Provided records:
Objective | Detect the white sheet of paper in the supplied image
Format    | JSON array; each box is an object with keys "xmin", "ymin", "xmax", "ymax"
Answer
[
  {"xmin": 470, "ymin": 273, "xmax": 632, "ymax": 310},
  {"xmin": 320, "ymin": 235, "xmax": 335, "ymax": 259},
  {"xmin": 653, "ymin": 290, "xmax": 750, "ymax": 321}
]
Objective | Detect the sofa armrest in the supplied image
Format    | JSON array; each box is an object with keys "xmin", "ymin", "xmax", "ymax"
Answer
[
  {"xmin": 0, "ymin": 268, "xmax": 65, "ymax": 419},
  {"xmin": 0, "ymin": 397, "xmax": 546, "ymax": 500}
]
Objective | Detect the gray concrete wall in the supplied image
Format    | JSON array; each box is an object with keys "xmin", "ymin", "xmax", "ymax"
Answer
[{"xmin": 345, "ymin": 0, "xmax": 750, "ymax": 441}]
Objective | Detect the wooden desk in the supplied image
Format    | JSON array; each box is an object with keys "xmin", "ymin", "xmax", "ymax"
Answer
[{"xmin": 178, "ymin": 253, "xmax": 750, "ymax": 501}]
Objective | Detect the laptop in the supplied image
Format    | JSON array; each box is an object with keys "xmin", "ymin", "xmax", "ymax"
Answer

Assignment:
Go through the listing and transcribe all of it exactly.

Reply to the task:
Objective | Detect the white sheet of paper in the supplied image
Format    | JSON array; each box is an object with keys "xmin", "ymin", "xmax", "ymax"
Answer
[
  {"xmin": 470, "ymin": 273, "xmax": 632, "ymax": 310},
  {"xmin": 320, "ymin": 235, "xmax": 335, "ymax": 259},
  {"xmin": 653, "ymin": 290, "xmax": 750, "ymax": 321}
]
Objective | Detect the sofa armrest in the supplied image
Format    | JSON array; each box is an object with keys "xmin", "ymin", "xmax", "ymax"
Answer
[
  {"xmin": 0, "ymin": 268, "xmax": 65, "ymax": 419},
  {"xmin": 0, "ymin": 397, "xmax": 546, "ymax": 500}
]
Objective | Detect the gray concrete wall in the supplied image
Format    | JSON array; each box is an object with keys "xmin", "ymin", "xmax", "ymax"
Answer
[{"xmin": 345, "ymin": 0, "xmax": 750, "ymax": 441}]
Objective | Detect the wooden desk in the supplied image
Format    | JSON array; each box is an object with keys "xmin", "ymin", "xmax", "ymax"
Answer
[{"xmin": 178, "ymin": 253, "xmax": 750, "ymax": 501}]
Objective | Detect the laptop in the supplied image
Format    | JSON array; each box is an object with keys "xmin", "ymin", "xmax", "ymax"
Answer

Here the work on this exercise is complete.